## WHAT IS REQUIRED:
How many lines of the items below contain the word "patterned"? Reply with the number alone.

## TASK DATA:
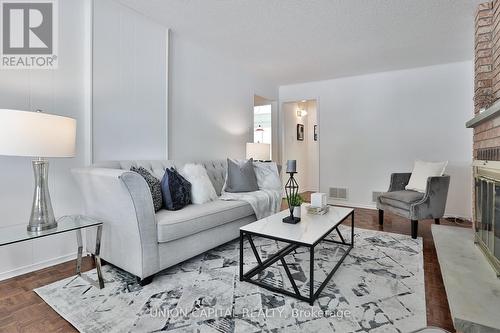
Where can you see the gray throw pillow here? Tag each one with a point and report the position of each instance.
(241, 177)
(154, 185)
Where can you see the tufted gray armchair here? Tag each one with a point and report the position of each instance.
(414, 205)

* * *

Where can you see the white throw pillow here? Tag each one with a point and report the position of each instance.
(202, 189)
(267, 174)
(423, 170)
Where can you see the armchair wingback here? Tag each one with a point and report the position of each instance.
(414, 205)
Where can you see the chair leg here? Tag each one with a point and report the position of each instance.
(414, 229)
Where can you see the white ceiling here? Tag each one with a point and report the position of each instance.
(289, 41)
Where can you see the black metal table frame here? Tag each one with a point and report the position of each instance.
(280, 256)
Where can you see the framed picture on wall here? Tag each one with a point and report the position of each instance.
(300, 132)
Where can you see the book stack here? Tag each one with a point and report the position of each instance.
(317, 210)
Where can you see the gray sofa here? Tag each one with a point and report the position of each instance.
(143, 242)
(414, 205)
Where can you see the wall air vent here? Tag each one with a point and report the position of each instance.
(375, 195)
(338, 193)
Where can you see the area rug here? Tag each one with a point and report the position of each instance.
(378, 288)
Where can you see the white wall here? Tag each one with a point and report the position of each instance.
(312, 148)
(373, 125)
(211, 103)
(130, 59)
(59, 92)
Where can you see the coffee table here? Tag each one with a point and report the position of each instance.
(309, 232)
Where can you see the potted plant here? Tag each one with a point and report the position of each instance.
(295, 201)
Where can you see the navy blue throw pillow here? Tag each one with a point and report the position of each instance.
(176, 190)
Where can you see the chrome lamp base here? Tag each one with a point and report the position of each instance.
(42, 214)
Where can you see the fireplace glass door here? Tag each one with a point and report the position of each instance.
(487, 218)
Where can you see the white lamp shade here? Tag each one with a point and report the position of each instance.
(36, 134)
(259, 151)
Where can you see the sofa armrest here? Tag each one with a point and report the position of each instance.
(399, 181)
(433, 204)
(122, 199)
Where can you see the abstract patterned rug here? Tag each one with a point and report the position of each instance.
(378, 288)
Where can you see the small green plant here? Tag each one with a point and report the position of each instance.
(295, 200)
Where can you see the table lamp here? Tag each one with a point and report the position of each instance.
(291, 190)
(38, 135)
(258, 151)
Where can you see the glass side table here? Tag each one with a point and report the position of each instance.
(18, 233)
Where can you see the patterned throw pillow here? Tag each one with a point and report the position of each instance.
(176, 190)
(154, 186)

--

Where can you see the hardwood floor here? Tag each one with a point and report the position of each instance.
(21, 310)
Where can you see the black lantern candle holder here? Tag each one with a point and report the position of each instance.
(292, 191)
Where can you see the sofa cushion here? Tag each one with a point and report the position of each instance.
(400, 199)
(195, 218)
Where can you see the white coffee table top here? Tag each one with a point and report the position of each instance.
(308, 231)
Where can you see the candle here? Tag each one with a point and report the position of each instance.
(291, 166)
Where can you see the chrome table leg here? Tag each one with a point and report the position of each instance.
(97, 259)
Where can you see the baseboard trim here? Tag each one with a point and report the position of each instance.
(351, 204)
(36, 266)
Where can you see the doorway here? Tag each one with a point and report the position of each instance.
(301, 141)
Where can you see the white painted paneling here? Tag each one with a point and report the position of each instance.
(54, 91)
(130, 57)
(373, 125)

## FULL OUTPUT:
2